Source records
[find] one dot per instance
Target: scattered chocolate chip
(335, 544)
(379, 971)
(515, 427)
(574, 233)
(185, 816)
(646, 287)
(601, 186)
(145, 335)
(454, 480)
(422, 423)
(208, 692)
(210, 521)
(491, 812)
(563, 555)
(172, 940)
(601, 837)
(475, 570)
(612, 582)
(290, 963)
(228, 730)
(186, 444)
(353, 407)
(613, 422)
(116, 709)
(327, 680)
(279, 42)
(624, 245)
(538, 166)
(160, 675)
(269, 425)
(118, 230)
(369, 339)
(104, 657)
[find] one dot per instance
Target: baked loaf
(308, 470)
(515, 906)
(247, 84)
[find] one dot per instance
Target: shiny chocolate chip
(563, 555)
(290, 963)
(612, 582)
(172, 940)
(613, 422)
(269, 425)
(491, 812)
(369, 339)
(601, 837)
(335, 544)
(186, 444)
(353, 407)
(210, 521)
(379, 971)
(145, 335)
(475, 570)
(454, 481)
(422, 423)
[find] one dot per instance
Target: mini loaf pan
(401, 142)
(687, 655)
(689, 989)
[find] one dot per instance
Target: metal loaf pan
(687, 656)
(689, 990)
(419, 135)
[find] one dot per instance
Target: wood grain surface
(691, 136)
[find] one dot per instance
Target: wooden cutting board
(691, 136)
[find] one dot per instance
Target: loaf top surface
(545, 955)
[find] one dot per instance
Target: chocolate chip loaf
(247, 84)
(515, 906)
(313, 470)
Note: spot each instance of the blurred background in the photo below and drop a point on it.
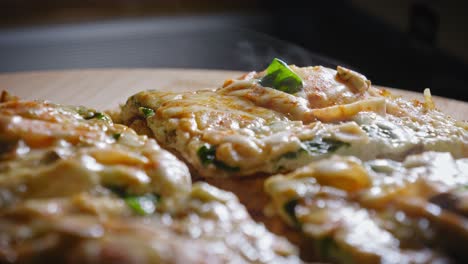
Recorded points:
(407, 44)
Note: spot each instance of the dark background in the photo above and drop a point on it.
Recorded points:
(406, 44)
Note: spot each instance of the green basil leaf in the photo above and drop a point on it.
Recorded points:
(280, 77)
(323, 146)
(97, 115)
(146, 112)
(290, 209)
(141, 204)
(206, 154)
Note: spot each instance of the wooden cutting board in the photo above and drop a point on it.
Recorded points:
(107, 88)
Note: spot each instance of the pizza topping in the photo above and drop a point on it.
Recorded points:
(146, 112)
(280, 77)
(407, 209)
(207, 155)
(356, 80)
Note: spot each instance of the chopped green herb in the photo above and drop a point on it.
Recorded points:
(323, 146)
(146, 112)
(280, 77)
(141, 204)
(291, 155)
(290, 209)
(144, 204)
(224, 166)
(207, 155)
(116, 136)
(378, 131)
(97, 115)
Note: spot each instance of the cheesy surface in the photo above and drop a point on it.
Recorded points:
(379, 211)
(76, 188)
(244, 128)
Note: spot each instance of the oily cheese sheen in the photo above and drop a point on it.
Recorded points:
(244, 129)
(348, 172)
(77, 188)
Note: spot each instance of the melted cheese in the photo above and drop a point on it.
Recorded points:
(258, 129)
(352, 203)
(80, 185)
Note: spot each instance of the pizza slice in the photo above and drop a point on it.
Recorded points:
(379, 211)
(76, 188)
(285, 117)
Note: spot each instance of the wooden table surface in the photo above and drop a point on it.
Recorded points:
(107, 88)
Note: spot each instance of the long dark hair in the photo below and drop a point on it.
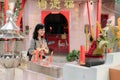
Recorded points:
(35, 33)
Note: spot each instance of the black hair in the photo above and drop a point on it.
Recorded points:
(35, 33)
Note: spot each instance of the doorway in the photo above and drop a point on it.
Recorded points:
(57, 32)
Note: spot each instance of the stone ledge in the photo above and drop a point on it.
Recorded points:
(53, 71)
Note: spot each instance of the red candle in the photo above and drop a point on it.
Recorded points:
(40, 56)
(21, 13)
(82, 55)
(5, 45)
(51, 58)
(6, 7)
(99, 4)
(36, 56)
(89, 17)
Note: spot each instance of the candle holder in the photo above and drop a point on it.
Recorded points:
(9, 59)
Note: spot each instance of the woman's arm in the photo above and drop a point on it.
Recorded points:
(32, 49)
(45, 47)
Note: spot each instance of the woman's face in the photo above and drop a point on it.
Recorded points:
(41, 32)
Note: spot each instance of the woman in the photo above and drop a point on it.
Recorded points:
(38, 43)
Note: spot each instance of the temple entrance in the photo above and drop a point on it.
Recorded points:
(57, 32)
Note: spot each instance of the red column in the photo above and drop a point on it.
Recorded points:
(99, 7)
(89, 17)
(82, 55)
(21, 13)
(6, 7)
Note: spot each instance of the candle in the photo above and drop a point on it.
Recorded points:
(5, 45)
(36, 56)
(82, 55)
(41, 56)
(51, 58)
(12, 45)
(98, 17)
(89, 17)
(119, 24)
(6, 7)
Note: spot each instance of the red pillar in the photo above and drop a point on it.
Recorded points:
(21, 13)
(89, 18)
(99, 7)
(6, 7)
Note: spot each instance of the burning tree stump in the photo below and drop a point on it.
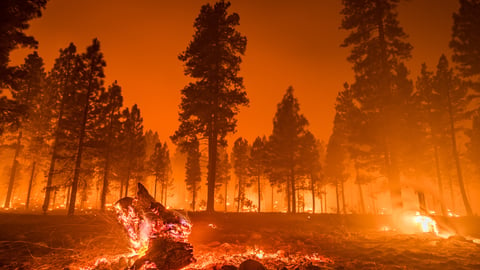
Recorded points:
(158, 236)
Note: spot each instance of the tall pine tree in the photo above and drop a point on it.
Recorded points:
(210, 103)
(378, 49)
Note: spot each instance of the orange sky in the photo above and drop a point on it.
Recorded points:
(289, 43)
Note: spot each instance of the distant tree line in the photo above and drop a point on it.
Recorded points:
(69, 125)
(386, 125)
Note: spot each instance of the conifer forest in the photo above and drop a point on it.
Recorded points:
(241, 134)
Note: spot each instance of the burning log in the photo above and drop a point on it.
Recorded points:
(159, 237)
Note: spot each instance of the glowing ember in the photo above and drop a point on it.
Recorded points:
(213, 260)
(426, 224)
(158, 237)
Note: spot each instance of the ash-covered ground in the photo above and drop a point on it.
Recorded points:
(278, 241)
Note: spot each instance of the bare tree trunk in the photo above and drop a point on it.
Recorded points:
(54, 197)
(51, 170)
(212, 164)
(78, 160)
(155, 187)
(259, 193)
(127, 180)
(69, 189)
(337, 196)
(343, 198)
(362, 201)
(166, 192)
(194, 194)
(272, 197)
(461, 185)
(103, 199)
(321, 203)
(30, 183)
(226, 186)
(391, 164)
(294, 203)
(103, 196)
(121, 189)
(452, 193)
(312, 188)
(13, 171)
(289, 198)
(240, 201)
(439, 182)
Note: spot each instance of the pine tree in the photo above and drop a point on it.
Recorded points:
(257, 164)
(93, 83)
(110, 128)
(222, 177)
(192, 170)
(309, 149)
(289, 126)
(63, 81)
(151, 140)
(378, 49)
(29, 85)
(15, 15)
(161, 169)
(432, 121)
(466, 38)
(335, 167)
(240, 158)
(133, 144)
(452, 92)
(210, 103)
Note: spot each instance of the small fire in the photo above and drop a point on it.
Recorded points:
(426, 224)
(209, 259)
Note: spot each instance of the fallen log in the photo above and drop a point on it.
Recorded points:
(158, 236)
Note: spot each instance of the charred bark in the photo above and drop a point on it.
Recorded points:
(167, 244)
(30, 183)
(13, 171)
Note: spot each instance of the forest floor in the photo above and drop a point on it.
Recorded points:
(278, 241)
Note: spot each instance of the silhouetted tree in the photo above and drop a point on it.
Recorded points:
(466, 38)
(335, 167)
(452, 93)
(133, 143)
(151, 140)
(193, 174)
(289, 127)
(257, 164)
(309, 148)
(210, 103)
(15, 15)
(40, 112)
(28, 86)
(240, 158)
(63, 80)
(223, 174)
(93, 80)
(161, 169)
(109, 133)
(432, 119)
(378, 47)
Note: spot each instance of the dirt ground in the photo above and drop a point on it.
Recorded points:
(279, 241)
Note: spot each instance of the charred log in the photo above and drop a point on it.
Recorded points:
(157, 235)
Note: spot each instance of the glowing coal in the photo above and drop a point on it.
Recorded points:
(158, 237)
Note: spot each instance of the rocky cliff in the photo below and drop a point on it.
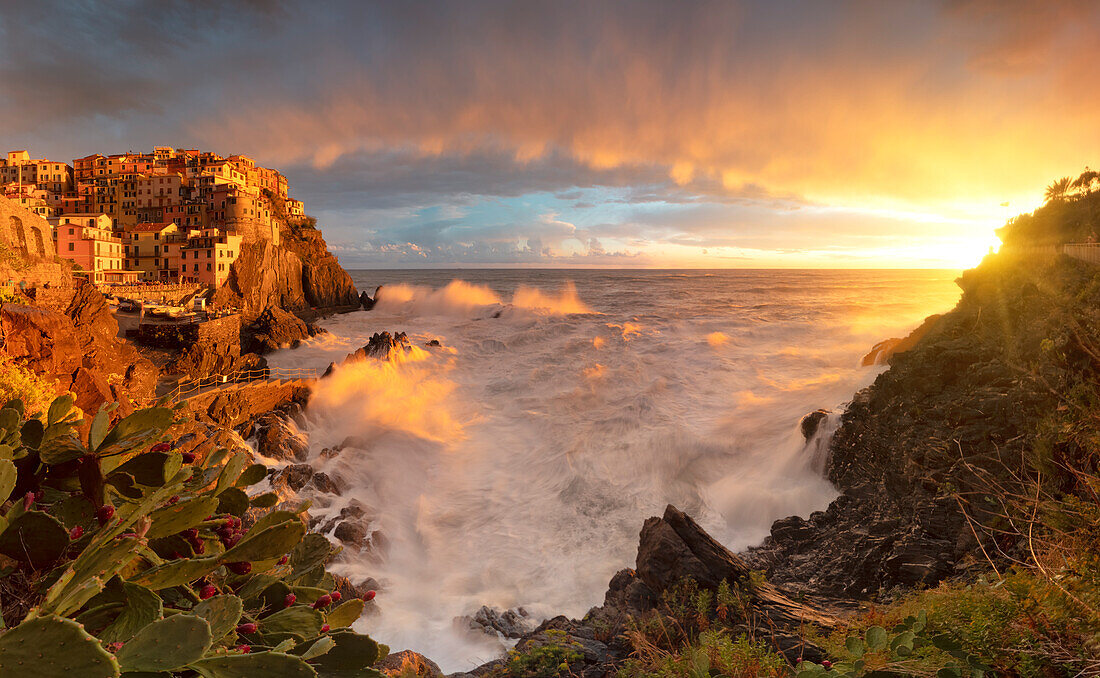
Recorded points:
(79, 348)
(916, 447)
(299, 275)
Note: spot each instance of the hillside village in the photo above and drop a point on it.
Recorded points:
(171, 270)
(172, 215)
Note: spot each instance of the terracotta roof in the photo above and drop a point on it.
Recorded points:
(147, 227)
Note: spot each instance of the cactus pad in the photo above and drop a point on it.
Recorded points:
(54, 647)
(165, 645)
(268, 664)
(221, 612)
(34, 537)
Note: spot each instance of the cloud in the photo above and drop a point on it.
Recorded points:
(716, 122)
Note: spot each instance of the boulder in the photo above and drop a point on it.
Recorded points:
(811, 423)
(407, 664)
(674, 546)
(504, 623)
(278, 438)
(381, 346)
(275, 328)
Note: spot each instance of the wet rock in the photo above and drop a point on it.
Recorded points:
(323, 483)
(408, 663)
(381, 346)
(278, 438)
(812, 422)
(352, 533)
(275, 328)
(507, 623)
(293, 478)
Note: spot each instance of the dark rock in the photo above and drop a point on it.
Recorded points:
(812, 422)
(275, 328)
(507, 623)
(381, 346)
(408, 663)
(277, 439)
(323, 483)
(293, 478)
(351, 533)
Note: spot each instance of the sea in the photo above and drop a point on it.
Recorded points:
(514, 465)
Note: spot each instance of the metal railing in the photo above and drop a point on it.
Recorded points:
(188, 387)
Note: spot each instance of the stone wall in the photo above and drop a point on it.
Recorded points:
(26, 249)
(222, 331)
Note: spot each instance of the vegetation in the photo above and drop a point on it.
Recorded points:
(20, 383)
(122, 556)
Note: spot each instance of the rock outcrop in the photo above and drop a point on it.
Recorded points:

▶ Task statement:
Please return every line of the records that contains the word "candle".

▶ Written solution:
Note: spot each instance of the red candle in the photo above and drop a point on it.
Note: spot each instance of the candle holder in the photo above and drop a point on it.
Note: spot each instance of the candle in the photo above and drop a point on it.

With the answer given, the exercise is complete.